» **WORK INSTRUCTIONS**:
Each entry below has to be written out again exactly.

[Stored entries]
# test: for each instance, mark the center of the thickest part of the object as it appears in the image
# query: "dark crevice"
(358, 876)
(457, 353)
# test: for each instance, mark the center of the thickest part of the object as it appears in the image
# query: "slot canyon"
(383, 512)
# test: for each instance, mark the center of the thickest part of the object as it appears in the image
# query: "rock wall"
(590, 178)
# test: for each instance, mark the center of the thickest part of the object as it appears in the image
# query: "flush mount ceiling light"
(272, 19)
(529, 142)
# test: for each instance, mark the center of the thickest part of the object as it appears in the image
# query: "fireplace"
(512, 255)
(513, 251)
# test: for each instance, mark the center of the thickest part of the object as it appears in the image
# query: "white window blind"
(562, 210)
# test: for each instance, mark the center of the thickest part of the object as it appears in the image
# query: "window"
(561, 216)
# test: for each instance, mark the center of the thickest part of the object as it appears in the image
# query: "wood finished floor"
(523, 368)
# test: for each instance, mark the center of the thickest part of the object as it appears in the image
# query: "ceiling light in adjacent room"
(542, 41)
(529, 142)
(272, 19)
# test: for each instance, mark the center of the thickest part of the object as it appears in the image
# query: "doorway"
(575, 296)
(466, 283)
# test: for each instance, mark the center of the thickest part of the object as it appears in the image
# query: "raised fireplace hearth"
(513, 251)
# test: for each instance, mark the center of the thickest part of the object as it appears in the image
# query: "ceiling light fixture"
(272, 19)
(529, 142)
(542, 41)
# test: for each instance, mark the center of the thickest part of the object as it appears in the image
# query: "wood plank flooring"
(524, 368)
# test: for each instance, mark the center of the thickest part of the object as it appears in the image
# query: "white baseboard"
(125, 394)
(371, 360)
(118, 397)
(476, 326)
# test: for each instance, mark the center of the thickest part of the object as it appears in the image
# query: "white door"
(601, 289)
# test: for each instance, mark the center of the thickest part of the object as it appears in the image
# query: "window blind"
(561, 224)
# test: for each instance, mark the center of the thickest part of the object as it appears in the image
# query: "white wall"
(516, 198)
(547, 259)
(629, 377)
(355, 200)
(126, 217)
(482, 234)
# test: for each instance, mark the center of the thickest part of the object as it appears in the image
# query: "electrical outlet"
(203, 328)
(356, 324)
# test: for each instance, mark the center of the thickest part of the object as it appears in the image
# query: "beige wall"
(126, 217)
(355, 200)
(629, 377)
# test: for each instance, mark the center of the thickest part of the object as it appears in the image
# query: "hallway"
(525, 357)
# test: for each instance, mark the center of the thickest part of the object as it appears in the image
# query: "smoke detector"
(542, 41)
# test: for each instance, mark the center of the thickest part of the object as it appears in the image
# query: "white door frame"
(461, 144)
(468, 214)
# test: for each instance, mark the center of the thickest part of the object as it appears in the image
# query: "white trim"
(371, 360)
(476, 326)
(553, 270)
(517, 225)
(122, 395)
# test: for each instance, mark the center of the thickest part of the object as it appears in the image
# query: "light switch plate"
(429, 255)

» **RESPONSE TO THE TASK**:
# test: for each instance, mark the center of the thickest part of the object as it appears in the image
# query: "dark crevice"
(358, 876)
(457, 353)
# test: for each instance, mark the center of the thickest part of the object as it appears in the image
# query: "slot canyon"
(383, 512)
# test: for each instance, mark the center of the thickest part of the object as it appears in the image
# query: "rock wall"
(590, 178)
# test: for each instance, mark the center of the thickest part of the object as it appears in the image
# query: "flush mount ceiling light"
(272, 19)
(529, 142)
# test: for each instance, mark the center of the thickest part of the object as it appears in the image
# query: "fireplace"
(512, 255)
(513, 251)
# test: for each instance, mark the center of the thickest part of the object as it appears in the image
# query: "white window blind"
(562, 210)
# test: for each instance, mark the center of the thickest part of the object as it appears in the image
# query: "window"
(561, 216)
# test: for each instance, mark the center of the thickest part of the object as it appears in the image
# query: "wood finished floor"
(523, 368)
# test: for each instance, mark the center of the thickest part of the object as it appears in the image
# query: "ceiling light in adjacent room"
(542, 41)
(529, 142)
(272, 19)
# test: for each instance, mark the center of the thickest part of the object as it appears in the image
# query: "doorway"
(575, 296)
(466, 283)
# test: for each instance, mark the center of the thickest part of the object as it appears in the image
# query: "raised fireplace hearth"
(513, 251)
# test: for each instance, mark the center of the thickest part of the object as it appears in the image
# query: "ceiling light fixture"
(272, 19)
(529, 142)
(542, 41)
# test: for each instance, mark the center of the thickest part of the object as it appears in the image
# query: "wood plank flooring"
(524, 368)
# test: for each instance, mark the center of the thickest part of the object as it appears in the image
# query: "white baseboard"
(125, 394)
(371, 360)
(118, 397)
(476, 326)
# test: for each instance, mark the center of the thickest part of the object as it appears in the image
# query: "white door"
(601, 289)
# test: for each instance, mark the center of the thickest part of the object as it appears in the image
# query: "window blind"
(561, 224)
# test: for each instance, mark the center of the thickest part of the object as it appears in the image
# query: "white wall"
(516, 198)
(547, 259)
(629, 377)
(355, 200)
(126, 217)
(482, 234)
# test: for each instance, mark the center of the thickest part of the object as it appears in the image
# query: "electrical outlet"
(203, 328)
(356, 324)
# test: for each instance, mark the center of the thickest part of the object as it appears in the image
# query: "beige wall"
(126, 217)
(355, 200)
(629, 377)
# test: for each instance, mark the center of the thickest part of the object as it appears in the image
# query: "hallway"
(525, 357)
# test: for each instance, mark the center of the thickest part of the object as it appears in the image
# query: "smoke detector"
(542, 41)
# test: for each instance, mark the center of the thickest part of the object as it appears in the image
# query: "white door frame"
(461, 144)
(468, 214)
# test: for each instance, mark the center of the thickest part of the object as it appears in the image
# query: "white trim"
(371, 360)
(476, 326)
(553, 270)
(517, 225)
(122, 395)
# test: for each instance, mark the center of the thickest part of the object as it appears in the image
# query: "light switch plate"
(429, 255)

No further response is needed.